Mixed Content and String Manipulation Clean Up

Question

I am in the middle of a very painful process of transforming a Word-based document into XML. I have run into the following problem:

<?xml version="1.0" encoding="UTF-8"?>
<root>
    <p>
        <element>This one is taken care of.</element> Some more text. „<hi rend="italics">Is this a
            quote</hi>?” (Source). </p>

    <p>
        <element>This one is taken care of.</element> Some more text. „<hi rend="italics">This is a
            quote</hi>” (Source). </p>

    <p>
        <element>This one is taken care of.</element> Some more text. „<hi rend="italics">This is
            definitely a quote</hi>!” (Source). </p>

    <p>
        <element>This one is taken care of.</element> Some more text.„<hi rend="italics">This is a
            first quote</hi>” (Source). „<hi rend="italics">Sometimes there is a second quote as
            well</hi>!?” (Source). </p>

</root>

<p> nodes have mixed content. <element> I have taken care of in a previous iteration. But now the problem is with quotes and sources that partially appear within <hi rend= "italics"/> and partially as text nodes.

——————

▶ _Given exercise 1_
Using the forum question, explain what causes the current problem with the quotes and sources.
▶ _Given exercise 2_
In the forum question, what kind of document is being transformed into XML?
▶ _Given exercise 3_
Decide whether each statement agrees with the forum question, and quote the words that settle it: (a) The <p> nodes have mixed content. (b) The <element> nodes still have to be handled. (c) The <hi> elements carry the attribute value "bold".

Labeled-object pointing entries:
——————

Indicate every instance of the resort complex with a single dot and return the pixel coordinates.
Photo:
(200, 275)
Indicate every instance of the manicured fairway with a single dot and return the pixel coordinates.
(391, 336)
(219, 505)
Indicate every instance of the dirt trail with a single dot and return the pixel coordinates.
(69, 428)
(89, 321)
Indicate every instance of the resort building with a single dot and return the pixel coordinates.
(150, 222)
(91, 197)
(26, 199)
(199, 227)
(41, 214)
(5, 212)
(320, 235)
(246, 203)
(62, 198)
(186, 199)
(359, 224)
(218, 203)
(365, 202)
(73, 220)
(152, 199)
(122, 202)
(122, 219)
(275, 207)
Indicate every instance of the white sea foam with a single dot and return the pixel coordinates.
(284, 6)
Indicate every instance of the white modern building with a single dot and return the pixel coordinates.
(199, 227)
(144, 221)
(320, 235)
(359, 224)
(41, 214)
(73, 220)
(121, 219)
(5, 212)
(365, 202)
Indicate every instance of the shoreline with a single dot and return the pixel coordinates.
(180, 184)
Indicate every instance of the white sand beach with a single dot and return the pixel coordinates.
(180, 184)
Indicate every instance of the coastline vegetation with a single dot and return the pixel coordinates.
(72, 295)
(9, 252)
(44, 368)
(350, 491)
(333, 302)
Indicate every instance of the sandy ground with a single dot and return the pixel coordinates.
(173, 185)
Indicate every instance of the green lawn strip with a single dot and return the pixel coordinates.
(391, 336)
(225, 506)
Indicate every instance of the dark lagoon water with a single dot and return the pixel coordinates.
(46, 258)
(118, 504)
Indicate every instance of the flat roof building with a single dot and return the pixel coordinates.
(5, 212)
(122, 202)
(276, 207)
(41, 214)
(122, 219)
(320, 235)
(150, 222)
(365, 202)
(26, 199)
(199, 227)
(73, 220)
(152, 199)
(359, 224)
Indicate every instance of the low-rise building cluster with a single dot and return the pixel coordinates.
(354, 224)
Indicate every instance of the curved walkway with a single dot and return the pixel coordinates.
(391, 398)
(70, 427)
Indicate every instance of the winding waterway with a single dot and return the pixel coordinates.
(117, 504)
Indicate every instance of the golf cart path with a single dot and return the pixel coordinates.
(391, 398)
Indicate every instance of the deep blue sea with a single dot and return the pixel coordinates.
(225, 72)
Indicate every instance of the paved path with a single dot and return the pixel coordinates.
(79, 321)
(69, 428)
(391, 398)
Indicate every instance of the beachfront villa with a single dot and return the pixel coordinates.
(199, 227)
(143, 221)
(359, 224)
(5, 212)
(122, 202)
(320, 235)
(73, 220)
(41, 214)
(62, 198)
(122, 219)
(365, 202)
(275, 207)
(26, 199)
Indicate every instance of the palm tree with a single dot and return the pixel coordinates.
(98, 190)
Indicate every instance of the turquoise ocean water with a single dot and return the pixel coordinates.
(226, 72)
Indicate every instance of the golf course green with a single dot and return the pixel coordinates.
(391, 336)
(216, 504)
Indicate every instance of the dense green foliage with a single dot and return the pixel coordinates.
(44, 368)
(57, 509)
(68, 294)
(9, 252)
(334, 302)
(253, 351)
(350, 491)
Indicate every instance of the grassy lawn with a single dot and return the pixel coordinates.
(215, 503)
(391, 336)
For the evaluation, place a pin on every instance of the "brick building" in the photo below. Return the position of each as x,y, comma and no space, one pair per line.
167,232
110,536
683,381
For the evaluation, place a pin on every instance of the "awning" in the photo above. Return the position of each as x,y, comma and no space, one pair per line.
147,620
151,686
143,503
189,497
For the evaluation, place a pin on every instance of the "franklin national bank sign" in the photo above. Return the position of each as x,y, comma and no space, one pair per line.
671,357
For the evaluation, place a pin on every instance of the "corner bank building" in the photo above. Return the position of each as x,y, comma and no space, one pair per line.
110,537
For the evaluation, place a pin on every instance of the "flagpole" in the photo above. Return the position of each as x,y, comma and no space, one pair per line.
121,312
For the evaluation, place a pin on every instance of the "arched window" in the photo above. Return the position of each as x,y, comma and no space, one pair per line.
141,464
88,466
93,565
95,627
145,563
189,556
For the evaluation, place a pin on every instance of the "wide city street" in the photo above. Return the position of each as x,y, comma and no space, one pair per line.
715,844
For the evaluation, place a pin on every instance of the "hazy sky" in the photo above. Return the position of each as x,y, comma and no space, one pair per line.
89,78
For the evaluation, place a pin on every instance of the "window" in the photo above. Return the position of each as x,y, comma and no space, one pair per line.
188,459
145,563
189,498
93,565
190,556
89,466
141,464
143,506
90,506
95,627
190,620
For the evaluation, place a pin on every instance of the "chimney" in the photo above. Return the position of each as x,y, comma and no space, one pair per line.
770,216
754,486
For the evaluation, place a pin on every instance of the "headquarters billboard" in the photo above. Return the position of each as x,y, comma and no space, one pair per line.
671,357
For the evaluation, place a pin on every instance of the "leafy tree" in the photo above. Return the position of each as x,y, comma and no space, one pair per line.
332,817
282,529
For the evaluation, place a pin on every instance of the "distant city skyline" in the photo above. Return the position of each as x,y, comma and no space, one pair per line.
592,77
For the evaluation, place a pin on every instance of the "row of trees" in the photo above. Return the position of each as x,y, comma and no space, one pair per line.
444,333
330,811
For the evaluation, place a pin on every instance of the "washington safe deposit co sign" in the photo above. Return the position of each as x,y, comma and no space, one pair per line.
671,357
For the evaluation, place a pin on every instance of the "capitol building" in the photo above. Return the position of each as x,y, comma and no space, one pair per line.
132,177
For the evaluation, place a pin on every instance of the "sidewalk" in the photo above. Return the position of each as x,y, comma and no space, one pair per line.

——————

▶ _Written reply 1_
The quotes and sources are split across the markup. Part of each one sits inside <hi rend="italics"/>, and part appears as plain text nodes within <p> elements that have mixed content.

▶ _Written reply 2_
A Word-based document.

▶ _Written reply 3_
(a) Yes: "<p> nodes have mixed content."
(b) No: "<element> I have taken care of in a previous iteration."
(c) No: "<hi rend="italics">"